---- Given text

UAE to invest $10bn in Indonesia’s new sovereign wealth fund

The funds will be used for infrastructure, tourism, agriculture and other ‘strategic sectors’, UAE’s state news said.

A view of Jakarta, Indonesia.
The United Arab Emirates' investment in Indonesia's sovereign wealth fund should 'help narrow the gap between the domestic funding capacity and the need for development programmes', a spokesman for Indonesia's coordinating ministry of maritime affairs and investment said [File: Ajeng Dinar Ulfiana/Reuters]

The United Arab Emirates will invest $10bn in Indonesia’s new sovereign wealth fund to be spent on projects inside Southeast Asia’s biggest economy, the UAE state news agency reported on Tuesday.

This marks the biggest foreign investment commitment for the Indonesia Investment Authority (INA) and the first since its February launch.

Authorities have previously said the INA had also received commitments of up to $10bn prior to its launch, from global companies and agencies, such as the United States International Development Finance Corporation and the Japan Bank for International Cooperation, and some foreign pension funds.

Jakarta will seed the fund with $5bn in cash and other assets. Unlike many other sovereign wealth funds, which manage excess oil revenues or foreign exchange reserves, the INA seeks foreign funds as co-investors to finance the country’s economic development and aid coronavirus pandemic recovery.

The UAE investment will be used for infrastructure projects, including roads and ports, and also tourism, agriculture and other “strategic sectors”, the state news agency WAM reported.

The timeframe of the investment was not immediately clear.

Indonesia welcomed the announcement and said it should “help narrow the gap between the domestic funding capacity and the need for development programmes”, a spokesman for the country’s coordinating ministry of maritime affairs and investment said.

Indonesian officials have said the INA will give opportunities for foreign investors with different types of risk profiles, while also helping state companies, whose balance sheets have been under strain due to large investments in infrastructure, deleverage through asset recycling.

Fitch Ratings said on Monday that the launch of the INA is unlikely to reduce those companies’ debt levels in the short term, but Indonesia’s capacity to mobilise funds may be amplified if the fund is able to channel overseas capital into infrastructure.

However, it expected such mobilisation to materialise in the longer term after the INA develops a record of funding and managing projects.

The INA has been reviewing investment opportunities at dozens of toll road concessions worth $2.6bn, among other projects, officials said.

--------

- **Tasks to complete**:
A. In the article on the UAE's Indonesian investment, how much will Jakarta put into the fund?
B. List the sectors that the article on the UAE's Indonesian investment names as uses for the UAE money.
C. Rewrite the paragraph of the article on the UAE's Indonesian investment that begins "Jakarta will seed the fund" as a short list, keeping its main facts.
The lines that follow have no connection to the article above.

---- Excerpted records

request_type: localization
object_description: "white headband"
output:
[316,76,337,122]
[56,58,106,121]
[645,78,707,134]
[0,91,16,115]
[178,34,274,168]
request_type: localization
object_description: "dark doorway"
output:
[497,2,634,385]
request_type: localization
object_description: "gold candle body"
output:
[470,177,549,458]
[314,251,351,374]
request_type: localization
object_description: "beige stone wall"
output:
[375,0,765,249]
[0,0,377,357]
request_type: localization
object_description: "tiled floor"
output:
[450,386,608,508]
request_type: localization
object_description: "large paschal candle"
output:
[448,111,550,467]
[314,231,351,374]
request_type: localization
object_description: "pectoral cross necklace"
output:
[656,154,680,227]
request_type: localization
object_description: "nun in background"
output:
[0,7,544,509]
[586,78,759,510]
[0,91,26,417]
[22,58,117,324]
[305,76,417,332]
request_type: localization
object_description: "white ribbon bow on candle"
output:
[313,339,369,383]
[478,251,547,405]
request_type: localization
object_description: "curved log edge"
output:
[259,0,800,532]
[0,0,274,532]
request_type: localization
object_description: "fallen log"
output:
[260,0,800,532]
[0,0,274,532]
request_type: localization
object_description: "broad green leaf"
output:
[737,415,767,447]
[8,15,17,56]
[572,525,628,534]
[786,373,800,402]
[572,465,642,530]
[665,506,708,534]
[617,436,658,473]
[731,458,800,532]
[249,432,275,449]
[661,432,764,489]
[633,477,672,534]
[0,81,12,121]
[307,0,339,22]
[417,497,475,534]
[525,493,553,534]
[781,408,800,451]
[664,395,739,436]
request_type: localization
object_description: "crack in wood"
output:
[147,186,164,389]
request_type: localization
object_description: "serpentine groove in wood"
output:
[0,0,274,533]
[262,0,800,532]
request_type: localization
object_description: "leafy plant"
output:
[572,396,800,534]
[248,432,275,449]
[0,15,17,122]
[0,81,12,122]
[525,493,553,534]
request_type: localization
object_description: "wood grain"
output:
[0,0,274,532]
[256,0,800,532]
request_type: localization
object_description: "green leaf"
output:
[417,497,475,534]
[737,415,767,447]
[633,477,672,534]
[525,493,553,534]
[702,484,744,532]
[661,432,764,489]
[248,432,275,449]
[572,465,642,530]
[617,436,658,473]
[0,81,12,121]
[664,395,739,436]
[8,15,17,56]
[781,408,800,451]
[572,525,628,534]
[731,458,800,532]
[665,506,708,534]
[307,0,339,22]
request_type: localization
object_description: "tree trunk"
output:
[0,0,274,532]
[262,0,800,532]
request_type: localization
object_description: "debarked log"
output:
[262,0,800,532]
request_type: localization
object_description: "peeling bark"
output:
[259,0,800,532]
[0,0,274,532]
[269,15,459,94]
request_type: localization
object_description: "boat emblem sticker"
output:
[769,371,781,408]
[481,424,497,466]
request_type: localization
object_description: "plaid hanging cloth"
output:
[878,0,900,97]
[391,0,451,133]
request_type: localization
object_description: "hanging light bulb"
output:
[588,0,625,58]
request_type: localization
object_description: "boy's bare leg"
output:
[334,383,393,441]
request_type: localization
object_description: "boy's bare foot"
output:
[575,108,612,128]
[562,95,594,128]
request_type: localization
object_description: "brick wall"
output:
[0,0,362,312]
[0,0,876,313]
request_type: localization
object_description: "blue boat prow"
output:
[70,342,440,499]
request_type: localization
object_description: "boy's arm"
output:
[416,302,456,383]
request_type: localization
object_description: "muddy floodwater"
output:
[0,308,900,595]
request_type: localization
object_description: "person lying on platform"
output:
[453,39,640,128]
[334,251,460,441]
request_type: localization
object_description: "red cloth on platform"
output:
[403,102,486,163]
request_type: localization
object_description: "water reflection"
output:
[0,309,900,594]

--------

- **Answers per task**:
A. Jakarta will seed the fund with $5bn in cash and other assets.

B.
- Infrastructure, including roads and ports
- Tourism
- Agriculture

C.
- Jakarta will seed the fund with $5bn in cash and other assets.
- Many sovereign wealth funds manage excess oil revenues or foreign exchange reserves, but the INA does not.
- The INA seeks foreign co-investors to finance Indonesia's economic development.
- It also aims to aid recovery from the coronavirus pandemic.